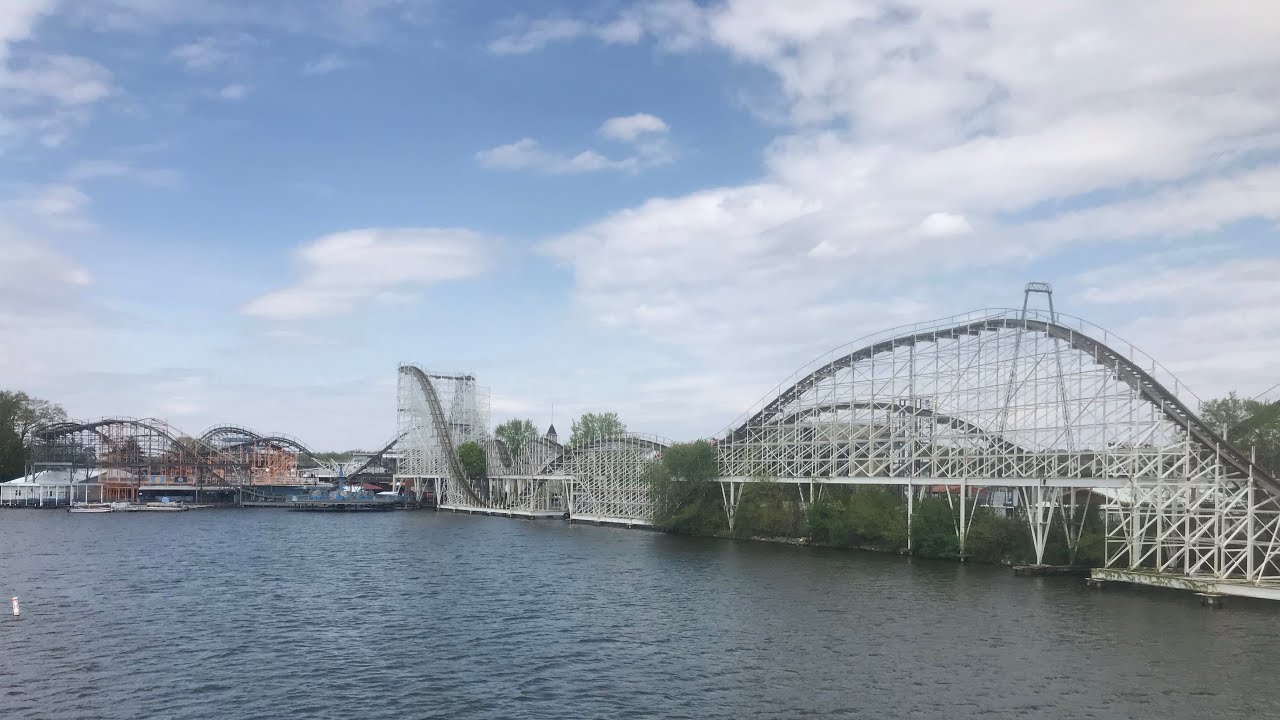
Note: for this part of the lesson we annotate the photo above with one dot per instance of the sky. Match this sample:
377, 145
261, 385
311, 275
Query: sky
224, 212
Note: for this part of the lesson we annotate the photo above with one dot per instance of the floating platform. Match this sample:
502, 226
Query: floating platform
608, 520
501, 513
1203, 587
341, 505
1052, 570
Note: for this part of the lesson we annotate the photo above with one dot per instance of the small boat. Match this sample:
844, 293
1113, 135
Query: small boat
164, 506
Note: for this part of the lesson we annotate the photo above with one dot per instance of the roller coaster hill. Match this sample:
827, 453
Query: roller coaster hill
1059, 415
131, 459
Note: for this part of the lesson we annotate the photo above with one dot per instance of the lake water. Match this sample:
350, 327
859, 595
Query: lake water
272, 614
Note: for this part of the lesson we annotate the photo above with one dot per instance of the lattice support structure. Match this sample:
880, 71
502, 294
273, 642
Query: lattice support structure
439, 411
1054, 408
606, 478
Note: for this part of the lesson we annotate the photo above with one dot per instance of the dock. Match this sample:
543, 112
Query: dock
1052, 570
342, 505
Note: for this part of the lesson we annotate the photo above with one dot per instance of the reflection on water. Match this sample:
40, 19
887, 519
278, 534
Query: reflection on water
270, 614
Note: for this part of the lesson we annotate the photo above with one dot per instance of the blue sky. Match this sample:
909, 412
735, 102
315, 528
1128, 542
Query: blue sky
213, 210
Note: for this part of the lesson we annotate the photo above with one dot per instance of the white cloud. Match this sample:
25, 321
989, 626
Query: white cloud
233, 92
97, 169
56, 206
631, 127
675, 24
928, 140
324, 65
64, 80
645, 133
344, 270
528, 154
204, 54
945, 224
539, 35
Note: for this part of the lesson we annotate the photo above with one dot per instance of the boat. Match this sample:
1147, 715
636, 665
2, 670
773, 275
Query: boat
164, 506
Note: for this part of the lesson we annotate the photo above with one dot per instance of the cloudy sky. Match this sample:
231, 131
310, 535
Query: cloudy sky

- - - - - - -

## EXERCISE TASK
Please copy the whole listing above word for word, leaving out the pictures.

## RESULT FOR THIS EXERCISE
Note: for this part of the lesson we annotate the photo above with one dot per instance of the sky. Match this sample:
377, 145
261, 385
311, 275
Query: sky
224, 212
Note: for this part of the lesson we annotate the photo above with one dot per instance of the floating platform. Match this sample:
502, 226
Query: floating platform
608, 520
501, 513
1203, 587
341, 505
1052, 570
Note: for this part of the lesson we annotate the photo above with one dot per instance of the small boat. Match this sample:
844, 293
1113, 135
Query: small boat
164, 506
Note: for this part of the lesson we annotate the photo above with one dot per instance of the roller coaster hill. Match this sample:
827, 453
Query: roller coaster hill
1059, 415
131, 459
Note: for this part of the lesson we annotate the photo above with one dot per instance of the lake water. Match this sample:
350, 327
859, 595
Query: lake water
272, 614
Note: for this part of the lesson we annotate the photo above with one dot per instance of the lattice support structure. Match this sample:
880, 71
502, 294
273, 642
Query: lattice support structure
439, 411
1054, 408
606, 478
Note: for this part of the lesson we annotate the photo above with one dot per instance of the dock. Match this sample:
543, 112
Query: dock
1052, 570
342, 505
Note: for this part of the lesson we annotate the photo above with one dot per instance of the reflection on water. Match this sample:
40, 19
887, 519
278, 534
Query: reflection on water
270, 614
Note: for this part of the lesson we annotate the photo above with one dot per instance of the blue sky. Match this sample:
909, 412
735, 102
315, 528
1128, 542
Query: blue sky
213, 210
Note: for this part of the lesson we annotate the photo above with one dot per instance of the white cloud. Match this sample:
25, 321
989, 626
Query: white cloud
233, 92
97, 169
56, 206
631, 127
675, 24
928, 140
324, 65
64, 80
645, 133
344, 270
528, 154
204, 54
945, 224
539, 35
Note: for this part of the lesson we annotate the photo above with one dot per instance of the boat. Match this sample:
1147, 715
636, 665
2, 670
773, 275
Query: boat
164, 506
Note: for this part of the lesson we annotate the photo above with one dot per instance of the cloudy sky. Match this sample:
231, 131
310, 535
Query: cloudy sky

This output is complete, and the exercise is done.